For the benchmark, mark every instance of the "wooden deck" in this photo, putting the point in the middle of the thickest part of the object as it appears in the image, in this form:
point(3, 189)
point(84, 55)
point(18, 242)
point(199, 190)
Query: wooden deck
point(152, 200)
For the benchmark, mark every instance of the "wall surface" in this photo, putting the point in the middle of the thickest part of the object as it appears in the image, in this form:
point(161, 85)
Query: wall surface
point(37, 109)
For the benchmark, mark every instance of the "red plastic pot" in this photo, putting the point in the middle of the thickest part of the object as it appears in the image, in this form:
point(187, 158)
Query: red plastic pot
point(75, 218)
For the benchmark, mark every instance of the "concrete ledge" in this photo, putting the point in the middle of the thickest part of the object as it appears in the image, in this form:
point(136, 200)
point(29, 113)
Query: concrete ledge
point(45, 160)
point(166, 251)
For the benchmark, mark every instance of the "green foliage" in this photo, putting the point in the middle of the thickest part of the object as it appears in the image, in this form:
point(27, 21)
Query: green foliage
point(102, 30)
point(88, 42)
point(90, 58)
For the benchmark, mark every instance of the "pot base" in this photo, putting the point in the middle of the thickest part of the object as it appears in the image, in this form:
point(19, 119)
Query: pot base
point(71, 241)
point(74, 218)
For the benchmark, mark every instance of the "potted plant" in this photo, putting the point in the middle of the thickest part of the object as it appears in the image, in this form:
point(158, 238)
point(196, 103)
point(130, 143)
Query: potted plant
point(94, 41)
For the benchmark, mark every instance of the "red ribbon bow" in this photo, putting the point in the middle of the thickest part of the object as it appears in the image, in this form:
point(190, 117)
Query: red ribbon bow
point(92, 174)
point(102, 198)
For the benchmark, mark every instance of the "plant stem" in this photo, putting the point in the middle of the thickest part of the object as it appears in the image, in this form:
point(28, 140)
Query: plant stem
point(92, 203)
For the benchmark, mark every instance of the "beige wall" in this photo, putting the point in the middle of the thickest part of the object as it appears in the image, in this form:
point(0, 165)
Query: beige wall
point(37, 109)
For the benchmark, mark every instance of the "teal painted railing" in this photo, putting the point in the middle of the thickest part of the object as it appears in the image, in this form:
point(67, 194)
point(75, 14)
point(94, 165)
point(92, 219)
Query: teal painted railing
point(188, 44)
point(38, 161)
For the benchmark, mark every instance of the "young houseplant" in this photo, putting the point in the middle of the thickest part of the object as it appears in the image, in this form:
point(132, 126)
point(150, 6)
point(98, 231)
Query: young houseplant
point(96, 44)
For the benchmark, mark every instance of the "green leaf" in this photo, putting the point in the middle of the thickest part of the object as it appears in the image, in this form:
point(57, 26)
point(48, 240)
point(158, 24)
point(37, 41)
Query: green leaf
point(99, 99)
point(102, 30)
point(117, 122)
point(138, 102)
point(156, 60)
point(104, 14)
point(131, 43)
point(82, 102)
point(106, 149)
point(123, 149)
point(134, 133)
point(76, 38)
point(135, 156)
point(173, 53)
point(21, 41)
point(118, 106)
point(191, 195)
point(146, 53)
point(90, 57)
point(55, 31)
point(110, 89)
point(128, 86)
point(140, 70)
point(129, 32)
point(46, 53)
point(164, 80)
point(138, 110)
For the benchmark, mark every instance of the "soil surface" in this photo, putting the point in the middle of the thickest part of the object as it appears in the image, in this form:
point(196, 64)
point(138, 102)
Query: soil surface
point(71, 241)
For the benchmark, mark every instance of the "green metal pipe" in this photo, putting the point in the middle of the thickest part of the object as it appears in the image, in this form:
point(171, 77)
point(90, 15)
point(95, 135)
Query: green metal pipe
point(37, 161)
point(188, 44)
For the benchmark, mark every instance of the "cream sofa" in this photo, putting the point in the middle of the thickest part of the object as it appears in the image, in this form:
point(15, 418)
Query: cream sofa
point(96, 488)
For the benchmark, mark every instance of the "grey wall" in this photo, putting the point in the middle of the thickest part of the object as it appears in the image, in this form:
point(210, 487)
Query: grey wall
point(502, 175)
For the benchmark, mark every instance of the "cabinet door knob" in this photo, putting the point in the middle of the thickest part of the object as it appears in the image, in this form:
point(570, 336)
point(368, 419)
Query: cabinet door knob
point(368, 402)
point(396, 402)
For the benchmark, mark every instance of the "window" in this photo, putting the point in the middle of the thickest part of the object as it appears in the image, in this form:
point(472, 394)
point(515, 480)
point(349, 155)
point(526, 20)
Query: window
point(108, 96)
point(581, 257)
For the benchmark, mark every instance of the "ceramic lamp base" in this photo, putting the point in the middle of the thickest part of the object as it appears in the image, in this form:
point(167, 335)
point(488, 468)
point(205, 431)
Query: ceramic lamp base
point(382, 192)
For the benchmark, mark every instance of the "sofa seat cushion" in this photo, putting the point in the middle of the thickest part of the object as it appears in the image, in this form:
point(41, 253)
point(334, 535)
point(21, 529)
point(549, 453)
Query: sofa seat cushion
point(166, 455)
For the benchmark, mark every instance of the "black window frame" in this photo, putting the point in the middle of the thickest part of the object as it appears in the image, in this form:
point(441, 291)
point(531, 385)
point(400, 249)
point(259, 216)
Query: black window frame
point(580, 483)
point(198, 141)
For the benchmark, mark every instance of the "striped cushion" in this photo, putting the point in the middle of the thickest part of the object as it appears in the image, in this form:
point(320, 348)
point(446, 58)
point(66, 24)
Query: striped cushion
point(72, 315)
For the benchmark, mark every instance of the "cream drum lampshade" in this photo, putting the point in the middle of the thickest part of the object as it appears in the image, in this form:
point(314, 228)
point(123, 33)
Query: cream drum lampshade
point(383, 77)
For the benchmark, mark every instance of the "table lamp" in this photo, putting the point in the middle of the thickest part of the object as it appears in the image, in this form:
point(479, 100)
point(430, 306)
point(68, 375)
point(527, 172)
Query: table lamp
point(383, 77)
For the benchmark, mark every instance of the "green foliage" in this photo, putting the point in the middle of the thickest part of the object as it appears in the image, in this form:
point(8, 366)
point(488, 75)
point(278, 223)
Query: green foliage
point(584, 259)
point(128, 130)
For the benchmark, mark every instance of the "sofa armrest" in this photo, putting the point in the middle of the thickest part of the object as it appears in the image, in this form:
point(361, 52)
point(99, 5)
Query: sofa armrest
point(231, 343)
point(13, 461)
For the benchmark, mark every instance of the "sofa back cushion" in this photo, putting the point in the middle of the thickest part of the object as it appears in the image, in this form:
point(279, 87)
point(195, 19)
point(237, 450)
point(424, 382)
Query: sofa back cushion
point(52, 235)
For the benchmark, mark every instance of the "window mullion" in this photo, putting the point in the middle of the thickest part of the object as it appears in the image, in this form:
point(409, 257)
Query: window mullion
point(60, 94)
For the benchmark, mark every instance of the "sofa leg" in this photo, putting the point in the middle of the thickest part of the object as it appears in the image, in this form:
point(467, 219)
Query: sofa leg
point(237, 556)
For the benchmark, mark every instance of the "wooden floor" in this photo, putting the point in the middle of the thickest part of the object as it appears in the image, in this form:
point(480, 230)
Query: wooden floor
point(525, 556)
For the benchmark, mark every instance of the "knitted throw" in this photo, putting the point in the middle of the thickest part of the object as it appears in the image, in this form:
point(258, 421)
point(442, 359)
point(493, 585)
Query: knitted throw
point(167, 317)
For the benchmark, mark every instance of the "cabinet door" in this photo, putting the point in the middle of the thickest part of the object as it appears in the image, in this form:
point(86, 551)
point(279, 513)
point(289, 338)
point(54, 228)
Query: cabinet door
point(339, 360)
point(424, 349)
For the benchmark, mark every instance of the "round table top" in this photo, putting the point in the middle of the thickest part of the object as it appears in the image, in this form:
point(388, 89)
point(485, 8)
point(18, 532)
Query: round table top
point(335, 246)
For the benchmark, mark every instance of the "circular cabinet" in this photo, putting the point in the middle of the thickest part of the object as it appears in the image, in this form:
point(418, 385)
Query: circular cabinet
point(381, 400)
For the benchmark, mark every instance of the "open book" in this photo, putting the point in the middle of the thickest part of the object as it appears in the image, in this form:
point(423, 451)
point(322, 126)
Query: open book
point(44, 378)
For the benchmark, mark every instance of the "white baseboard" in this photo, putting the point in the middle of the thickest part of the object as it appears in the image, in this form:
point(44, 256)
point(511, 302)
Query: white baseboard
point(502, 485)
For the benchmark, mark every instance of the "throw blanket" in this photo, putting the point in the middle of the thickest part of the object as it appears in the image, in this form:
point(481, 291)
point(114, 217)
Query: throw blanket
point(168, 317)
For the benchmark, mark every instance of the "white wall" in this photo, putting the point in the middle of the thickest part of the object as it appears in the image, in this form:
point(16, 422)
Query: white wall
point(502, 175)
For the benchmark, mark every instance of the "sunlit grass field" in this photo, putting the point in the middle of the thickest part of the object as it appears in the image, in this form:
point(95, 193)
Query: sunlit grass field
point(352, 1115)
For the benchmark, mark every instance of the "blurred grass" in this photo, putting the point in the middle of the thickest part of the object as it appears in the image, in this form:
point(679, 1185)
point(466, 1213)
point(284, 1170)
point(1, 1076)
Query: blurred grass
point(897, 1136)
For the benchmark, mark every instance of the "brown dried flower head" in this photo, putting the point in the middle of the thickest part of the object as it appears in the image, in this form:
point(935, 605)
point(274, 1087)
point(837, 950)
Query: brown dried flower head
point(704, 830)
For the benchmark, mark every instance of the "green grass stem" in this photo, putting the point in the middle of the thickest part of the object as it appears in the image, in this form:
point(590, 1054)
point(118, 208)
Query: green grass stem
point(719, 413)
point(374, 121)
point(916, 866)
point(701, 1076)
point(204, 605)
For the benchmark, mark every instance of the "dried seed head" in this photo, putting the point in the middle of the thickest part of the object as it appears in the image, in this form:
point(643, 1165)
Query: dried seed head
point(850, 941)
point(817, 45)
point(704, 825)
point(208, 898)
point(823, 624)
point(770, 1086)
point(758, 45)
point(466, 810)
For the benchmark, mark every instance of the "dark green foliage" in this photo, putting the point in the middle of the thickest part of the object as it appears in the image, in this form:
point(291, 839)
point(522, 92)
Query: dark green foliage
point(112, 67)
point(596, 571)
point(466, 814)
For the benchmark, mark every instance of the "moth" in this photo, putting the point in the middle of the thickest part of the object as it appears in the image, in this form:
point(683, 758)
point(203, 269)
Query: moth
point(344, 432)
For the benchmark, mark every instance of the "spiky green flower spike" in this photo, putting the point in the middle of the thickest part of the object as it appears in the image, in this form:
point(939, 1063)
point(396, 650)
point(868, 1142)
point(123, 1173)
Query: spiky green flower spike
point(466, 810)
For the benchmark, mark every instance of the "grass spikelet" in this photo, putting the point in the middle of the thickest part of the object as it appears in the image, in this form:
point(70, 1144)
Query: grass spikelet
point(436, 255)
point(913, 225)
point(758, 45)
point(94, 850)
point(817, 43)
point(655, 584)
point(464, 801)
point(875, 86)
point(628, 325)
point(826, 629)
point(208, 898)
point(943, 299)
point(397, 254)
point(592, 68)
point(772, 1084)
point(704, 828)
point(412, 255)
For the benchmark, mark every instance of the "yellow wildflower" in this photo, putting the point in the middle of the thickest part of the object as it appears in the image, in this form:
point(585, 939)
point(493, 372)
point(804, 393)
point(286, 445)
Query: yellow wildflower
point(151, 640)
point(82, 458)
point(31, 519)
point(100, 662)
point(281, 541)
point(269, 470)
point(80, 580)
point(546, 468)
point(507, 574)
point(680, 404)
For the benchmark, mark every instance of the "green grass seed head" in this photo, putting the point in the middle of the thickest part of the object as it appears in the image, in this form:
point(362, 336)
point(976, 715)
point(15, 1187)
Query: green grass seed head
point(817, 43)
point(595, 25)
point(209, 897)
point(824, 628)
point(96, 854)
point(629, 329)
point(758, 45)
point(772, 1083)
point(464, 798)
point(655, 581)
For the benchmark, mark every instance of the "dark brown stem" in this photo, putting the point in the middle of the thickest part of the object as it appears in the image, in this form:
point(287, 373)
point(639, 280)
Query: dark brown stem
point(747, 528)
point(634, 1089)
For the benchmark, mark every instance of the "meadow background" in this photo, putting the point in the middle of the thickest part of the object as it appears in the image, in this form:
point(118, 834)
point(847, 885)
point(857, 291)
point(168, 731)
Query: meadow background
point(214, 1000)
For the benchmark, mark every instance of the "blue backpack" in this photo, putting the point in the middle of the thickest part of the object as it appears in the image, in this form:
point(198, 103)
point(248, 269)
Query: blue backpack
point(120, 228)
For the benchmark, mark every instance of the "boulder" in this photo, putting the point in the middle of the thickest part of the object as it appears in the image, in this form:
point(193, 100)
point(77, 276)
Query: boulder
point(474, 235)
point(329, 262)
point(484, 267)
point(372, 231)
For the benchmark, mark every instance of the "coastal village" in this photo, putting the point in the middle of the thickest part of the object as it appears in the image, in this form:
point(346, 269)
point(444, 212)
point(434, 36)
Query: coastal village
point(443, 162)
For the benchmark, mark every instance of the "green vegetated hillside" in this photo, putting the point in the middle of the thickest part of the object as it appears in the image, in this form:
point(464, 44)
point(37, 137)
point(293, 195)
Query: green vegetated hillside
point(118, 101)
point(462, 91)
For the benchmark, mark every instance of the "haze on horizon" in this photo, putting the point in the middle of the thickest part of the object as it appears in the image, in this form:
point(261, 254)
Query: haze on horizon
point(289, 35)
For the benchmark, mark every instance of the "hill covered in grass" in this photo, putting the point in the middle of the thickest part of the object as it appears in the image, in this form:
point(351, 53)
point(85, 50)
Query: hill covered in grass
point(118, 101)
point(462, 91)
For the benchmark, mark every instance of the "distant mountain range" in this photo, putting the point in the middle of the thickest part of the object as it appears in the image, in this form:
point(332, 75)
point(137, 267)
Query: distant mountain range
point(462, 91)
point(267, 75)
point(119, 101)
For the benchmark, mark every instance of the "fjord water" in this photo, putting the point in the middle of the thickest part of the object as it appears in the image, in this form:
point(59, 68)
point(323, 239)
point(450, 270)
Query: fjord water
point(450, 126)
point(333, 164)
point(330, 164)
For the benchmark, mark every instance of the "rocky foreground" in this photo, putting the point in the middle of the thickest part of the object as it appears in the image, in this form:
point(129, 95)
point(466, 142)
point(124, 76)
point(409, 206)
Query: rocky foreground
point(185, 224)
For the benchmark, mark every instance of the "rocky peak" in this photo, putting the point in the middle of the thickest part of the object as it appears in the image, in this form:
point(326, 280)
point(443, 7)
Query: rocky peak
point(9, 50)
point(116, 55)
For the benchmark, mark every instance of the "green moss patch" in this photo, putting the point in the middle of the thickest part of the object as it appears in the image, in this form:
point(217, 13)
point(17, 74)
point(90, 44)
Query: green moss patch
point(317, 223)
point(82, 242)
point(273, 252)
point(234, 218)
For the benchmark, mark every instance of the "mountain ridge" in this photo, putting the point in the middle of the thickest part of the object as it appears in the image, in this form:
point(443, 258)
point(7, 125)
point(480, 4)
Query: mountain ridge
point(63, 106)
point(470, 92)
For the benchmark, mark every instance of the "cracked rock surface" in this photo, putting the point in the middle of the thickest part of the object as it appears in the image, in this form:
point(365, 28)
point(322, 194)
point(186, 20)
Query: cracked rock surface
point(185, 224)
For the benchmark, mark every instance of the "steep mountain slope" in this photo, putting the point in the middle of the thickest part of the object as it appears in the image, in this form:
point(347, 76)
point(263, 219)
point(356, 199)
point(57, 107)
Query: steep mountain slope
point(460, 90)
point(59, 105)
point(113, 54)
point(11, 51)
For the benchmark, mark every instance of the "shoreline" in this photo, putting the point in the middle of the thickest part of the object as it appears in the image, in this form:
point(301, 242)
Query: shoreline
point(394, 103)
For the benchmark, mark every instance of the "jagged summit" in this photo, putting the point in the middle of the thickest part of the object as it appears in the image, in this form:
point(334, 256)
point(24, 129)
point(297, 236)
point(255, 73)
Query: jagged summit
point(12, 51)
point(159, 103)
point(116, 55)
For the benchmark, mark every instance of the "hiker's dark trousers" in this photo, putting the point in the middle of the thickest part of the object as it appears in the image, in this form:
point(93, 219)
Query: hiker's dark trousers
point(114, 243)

- BRIEF -
Rewrite the lines from the start of the entries above through the line containing "point(152, 200)" as a numbered list, both ends included, leaving out any blank lines.

- TASK OUTPUT -
1. For the benchmark, mark every instance of the "wooden deck" in this photo, putting the point in the middle of the thickest part of the object as it appears in the image, in this form:
2. point(3, 189)
3. point(84, 55)
4. point(18, 242)
5. point(199, 190)
6. Query: wooden deck
7. point(152, 200)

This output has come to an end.